Recorded information ▸
::::::
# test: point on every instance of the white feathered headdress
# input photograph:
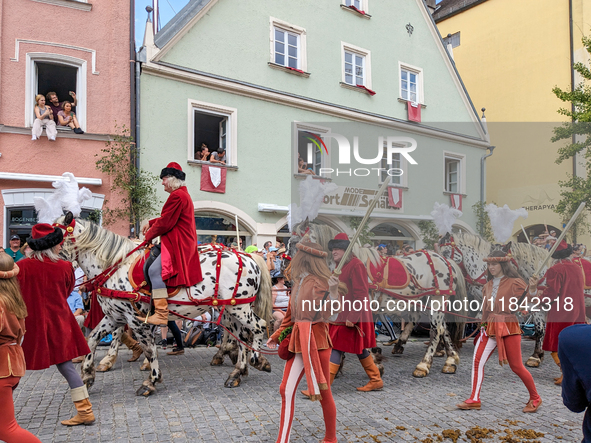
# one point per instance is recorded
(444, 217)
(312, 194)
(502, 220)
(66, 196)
::::::
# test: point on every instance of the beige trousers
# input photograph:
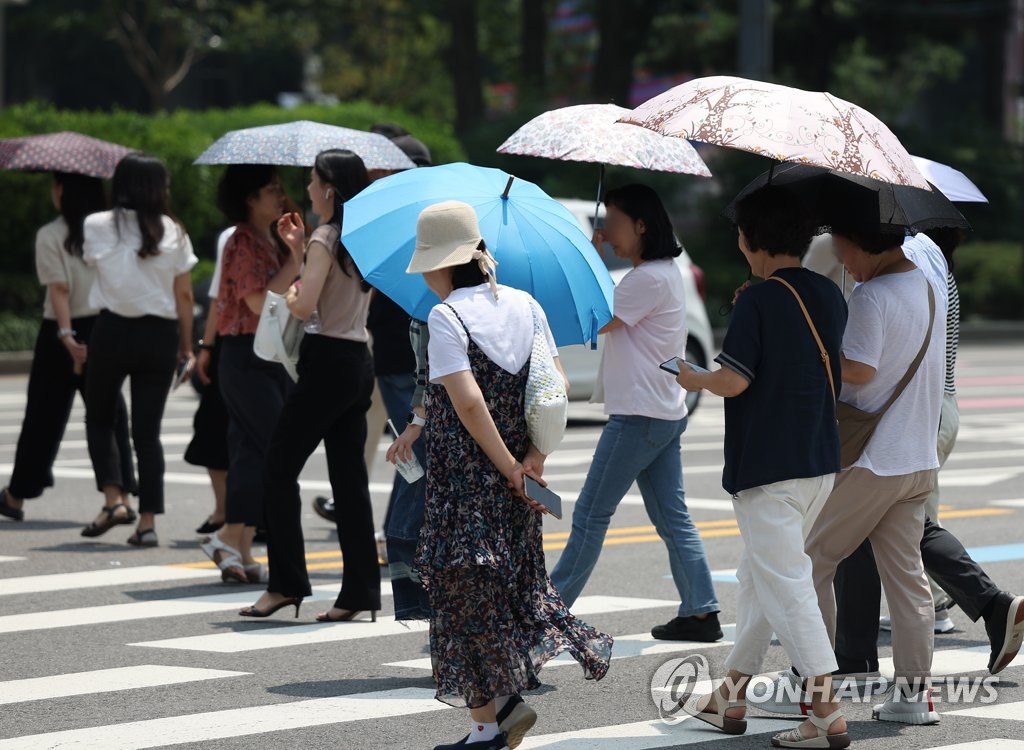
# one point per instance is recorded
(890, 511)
::::::
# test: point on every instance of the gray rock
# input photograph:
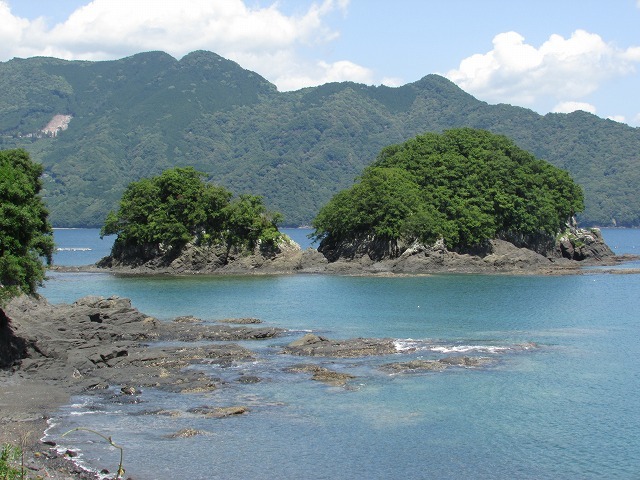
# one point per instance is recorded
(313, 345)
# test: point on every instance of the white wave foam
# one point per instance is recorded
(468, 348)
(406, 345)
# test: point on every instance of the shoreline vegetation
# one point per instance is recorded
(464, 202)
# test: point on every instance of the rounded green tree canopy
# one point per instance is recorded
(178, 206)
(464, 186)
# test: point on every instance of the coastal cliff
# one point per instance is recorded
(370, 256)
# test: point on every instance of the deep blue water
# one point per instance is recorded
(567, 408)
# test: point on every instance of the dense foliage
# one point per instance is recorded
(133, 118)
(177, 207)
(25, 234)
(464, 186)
::::::
Description of the task ▸ From the records above, copy only the lines running from the line holding "# test: point on every instance of the gray" through the line holding "# test: point on every instance of the rounded", with no pictures.

Result for this exercise ▸
# test: point on every instance of the gray rock
# input photograph:
# one point per instance is recorded
(313, 345)
# test: point on every instance of the white wave foam
# one point per instance is recorded
(468, 348)
(406, 345)
# test: point on every instance of the shoreline vegetation
# one point per instance is recorded
(464, 202)
# test: point on every instance of the rounded green tree canopy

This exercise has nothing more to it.